*Text excerpt:*
++++++++
Quadratic Forms in R: Chi-Squared Connection & Distribution of X'AX
A quadratic form is the scalar $X^\top A X$ produced when a vector $X$ and a symmetric matrix $A$ are sandwiched into a single product. In statistics, every sum of squares you meet, sample variance, residual sum of squares, ANOVA partitions, is a quadratic form for some $A$. Under the right conditions on $A$, this scalar follows a chi-squared distribution, which is why so many tests in linear models reduce to chi-square or F.
What is X'AX, and why does it appear everywhere in statistics?
Most sums of squares in statistics are the same algebraic object dressed up differently. Sample variance, deviance, regression SS, and ANOVA partitions are all the scalar $x^\top A x$ for some symmetric matrix $A$. Computing this scalar by hand on a small example is the fastest way to see why one formula keeps reappearing. We will build a 3-element vector and a 3-by-3 symmetric matrix, then check the matrix product against the explicit double sum.
Both routes return 46. The matrix expression t(x) %*% A %*% x performs the same arithmetic as the double sum $\sum_{i,j} A_{ij} x_i x_j$, so the two must agree. The double-sum form is the textbook definition. The matrix form is the one we will use everywhere because it scales cleanly to vectors of any length without changing notation.
Try it: Set $A$ to the 3-by-3 identity matrix and compute $x^\top A x$ for the same x. Does the answer equal sum(x^2)?
Click to reveal solution
Explanation: With $A = I$, the formula collapses to $x^\top x = \sum x_i^2$. So the plain sum of squares is the simplest non-trivial quadratic form.
How do you compute X'AX efficiently in R?
R gives you several syntactically distinct routes to the same scalar. The differences matter when the vector has thousands of elements or when you call the routine inside a tight simulation loop. We will time three idiomatic versions on a vector of length 1000 so you can see what the cost actually is.
All three agree on the scalar. The matrix-product and crossprod versions cost effectively the same because both reduce to two matrix-vector products. The outer() route is roughly four times slower since it materialises the full $n \times n$ outer product before summing. For any serious work, prefer one of the first two.
++++++++
*Supplied material:*
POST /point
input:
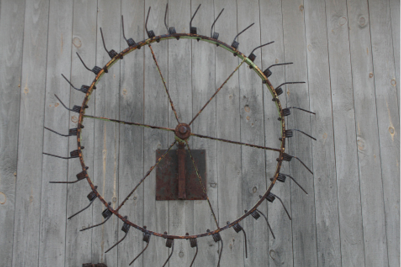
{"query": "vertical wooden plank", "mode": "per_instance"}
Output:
++++++++
*Goal 1:* Duplicate the quadratic forms text from "What is X'AX, and" to "without changing notation.", word for word.
*Goal 2:* Go on with the page on quadratic forms in R, picking up after its final sentence.

*Task output 1:*
What is X'AX, and why does it appear everywhere in statistics?
Most sums of squares in statistics are the same algebraic object dressed up differently. Sample variance, deviance, regression SS, and ANOVA partitions are all the scalar $x^\top A x$ for some symmetric matrix $A$. Computing this scalar by hand on a small example is the fastest way to see why one formula keeps reappearing. We will build a 3-element vector and a 3-by-3 symmetric matrix, then check the matrix product against the explicit double sum.
Both routes return 46. The matrix expression t(x) %*% A %*% x performs the same arithmetic as the double sum $\sum_{i,j} A_{ij} x_i x_j$, so the two must agree. The double-sum form is the textbook definition. The matrix form is the one we will use everywhere because it scales cleanly to vectors of any length without changing notation.

*Task output 2:*
Figure 1: Three equivalent ways to compute the scalar x'Ax in R.
crossprod() skips one transpose internally. crossprod(big_x, big_A %*% big_x) computes $x^\top (A x)$ without forming t(big_x) explicitly. On large matrices the saving is small, but it also reads more naturally as inner product, which is what a quadratic form is.Try it: Build a 5-by-5 symmetric matrix from crossprod(matrix(rnorm(25), 5, 5)), compute $x^\top A x$ for ex_x5 <- 1:5 using crossprod(), and confirm the answer matches t(ex_x5) %*% A %*% ex_x5.
Click to reveal solution
Explanation: crossprod(x, M) returns $x^\top M$. Wrapping the inner $A x$ first turns the whole expression into one matrix-vector product followed by one inner product.
When is X'AX chi-square distributed?
Here is the central theorem. If $X \sim \mathcal{N}(0, I_n)$ (a vector of independent standard normals) and $A$ is a symmetric idempotent matrix of rank $r$, then $X^\top A X$ follows a chi-squared distribution with $r$ degrees of freedom. Idempotent means $A^2 = A$, the algebraic property that defines projection matrices. So every projection matrix on a normal random vector spits out a chi-square.
The simplest non-trivial example is the centring matrix $M = I - \frac{1}{n} \mathbf{1}\mathbf{1}^\top$, which subtracts the sample mean from each element. It is symmetric, idempotent, and has rank $n - 1$. We will simulate 5000 standard-normal vectors, compute $X^\top M X$ for each, and overlay the empirical density on the theoretical $\chi^2_{n-1}$ density.
The empirical mean (6.985) sits right next to the theoretical mean of $n - 1 = 7$, and the red density curve lines up with the histogram. The centring matrix is doing exactly what the theorem promises: turning a Gaussian random vector into a chi-square with degrees of freedom equal to its rank. This is why $\frac{(n-1) s^2}{\sigma^2} \sim \chi^2_{n-1}$, the textbook fact behind every confidence interval for variance.
Try it: Build the projection onto the line spanned by $\mathbf{1}$, namely $P = \frac{1}{n} \mathbf{1}\mathbf{1}^\top$. It has rank 1, so $X^\top P X$ should follow $\chi^2_1$. Simulate 5000 draws and check that the mean is close to 1.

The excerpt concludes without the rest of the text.